[BEGIN DATA RECORDS]
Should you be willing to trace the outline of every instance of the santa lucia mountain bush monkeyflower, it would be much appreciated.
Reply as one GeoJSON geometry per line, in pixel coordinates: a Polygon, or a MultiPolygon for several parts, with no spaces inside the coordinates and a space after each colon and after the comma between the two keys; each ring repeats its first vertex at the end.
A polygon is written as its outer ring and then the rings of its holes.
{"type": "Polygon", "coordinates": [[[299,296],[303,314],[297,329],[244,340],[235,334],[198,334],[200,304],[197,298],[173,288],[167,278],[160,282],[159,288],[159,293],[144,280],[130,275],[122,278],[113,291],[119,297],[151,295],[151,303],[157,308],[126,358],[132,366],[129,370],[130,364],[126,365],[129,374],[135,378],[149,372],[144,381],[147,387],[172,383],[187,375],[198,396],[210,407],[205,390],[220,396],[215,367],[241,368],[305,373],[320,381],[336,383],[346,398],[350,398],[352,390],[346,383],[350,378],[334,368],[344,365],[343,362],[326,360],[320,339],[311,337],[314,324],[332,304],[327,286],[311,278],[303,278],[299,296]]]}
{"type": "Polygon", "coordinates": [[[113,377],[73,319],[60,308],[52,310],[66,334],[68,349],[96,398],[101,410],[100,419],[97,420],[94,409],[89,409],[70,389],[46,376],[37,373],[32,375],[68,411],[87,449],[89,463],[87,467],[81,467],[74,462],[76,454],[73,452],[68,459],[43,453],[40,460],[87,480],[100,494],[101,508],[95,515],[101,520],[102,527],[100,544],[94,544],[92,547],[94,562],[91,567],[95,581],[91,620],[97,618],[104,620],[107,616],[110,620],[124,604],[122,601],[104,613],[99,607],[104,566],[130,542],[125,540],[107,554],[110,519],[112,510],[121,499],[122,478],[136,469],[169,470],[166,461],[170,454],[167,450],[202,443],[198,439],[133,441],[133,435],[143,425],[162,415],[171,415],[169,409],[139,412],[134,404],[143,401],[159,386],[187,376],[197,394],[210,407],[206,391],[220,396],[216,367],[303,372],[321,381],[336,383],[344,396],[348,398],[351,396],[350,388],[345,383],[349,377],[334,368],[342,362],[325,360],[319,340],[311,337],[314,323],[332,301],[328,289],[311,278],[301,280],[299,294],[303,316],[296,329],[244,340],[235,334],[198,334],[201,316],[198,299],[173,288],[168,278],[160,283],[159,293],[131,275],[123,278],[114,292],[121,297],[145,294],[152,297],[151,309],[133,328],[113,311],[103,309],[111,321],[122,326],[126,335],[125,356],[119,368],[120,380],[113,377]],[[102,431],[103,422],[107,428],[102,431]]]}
[END DATA RECORDS]
Reproduce each of the rows above word for word, with no changes.

Should you be willing to trace the outline of every instance of the santa lucia mountain bush monkeyflower, it would be much appreciated.
Reply as one GeoJSON geometry per line, in pixel coordinates: a Polygon, or a MultiPolygon for several parts, with no spaces inside the coordinates and a space after each colon and after the comma between the two keys; each ring repeats its first vertex at the end.
A polygon is written as its outer ring and then the rings of its holes.
{"type": "Polygon", "coordinates": [[[299,296],[303,314],[297,329],[244,340],[235,334],[198,334],[200,304],[197,298],[173,288],[167,278],[160,282],[159,288],[159,293],[144,280],[130,275],[122,278],[113,291],[119,297],[151,295],[151,303],[157,308],[126,358],[132,366],[129,370],[130,364],[126,365],[129,374],[135,378],[149,372],[144,381],[147,387],[172,383],[187,375],[198,396],[210,407],[205,390],[220,396],[215,367],[241,368],[305,373],[320,381],[336,383],[346,398],[350,398],[352,390],[346,383],[350,378],[334,368],[344,365],[343,362],[326,360],[320,339],[311,337],[314,324],[332,304],[327,286],[311,278],[303,278],[299,296]]]}
{"type": "Polygon", "coordinates": [[[113,377],[73,319],[60,308],[52,310],[66,334],[68,349],[96,398],[101,410],[100,419],[97,420],[94,409],[89,409],[70,389],[46,376],[37,373],[32,375],[68,411],[87,449],[89,463],[87,467],[81,467],[74,462],[76,454],[73,452],[68,459],[43,453],[40,460],[87,480],[100,494],[101,508],[95,515],[101,520],[102,527],[100,544],[94,544],[92,547],[94,562],[91,567],[95,581],[91,620],[97,618],[104,620],[107,616],[110,620],[124,604],[122,601],[104,613],[99,607],[104,566],[130,542],[125,540],[107,554],[110,519],[112,510],[121,499],[122,478],[136,469],[169,470],[166,461],[170,454],[167,450],[202,443],[198,439],[133,441],[133,435],[143,425],[162,415],[171,415],[169,409],[139,412],[134,404],[143,401],[159,386],[187,376],[197,394],[210,407],[206,391],[220,396],[216,367],[303,372],[321,381],[336,383],[344,396],[348,398],[351,396],[350,388],[345,383],[349,377],[334,368],[342,362],[325,360],[319,340],[311,337],[314,323],[332,301],[328,289],[311,278],[301,280],[299,294],[303,316],[296,329],[244,340],[235,334],[198,334],[201,316],[198,299],[173,288],[168,278],[160,283],[159,293],[131,275],[123,278],[114,292],[121,297],[145,294],[152,297],[151,309],[133,328],[113,311],[103,309],[111,321],[122,326],[126,335],[125,356],[119,368],[120,380],[113,377]],[[102,431],[103,422],[107,428],[102,431]]]}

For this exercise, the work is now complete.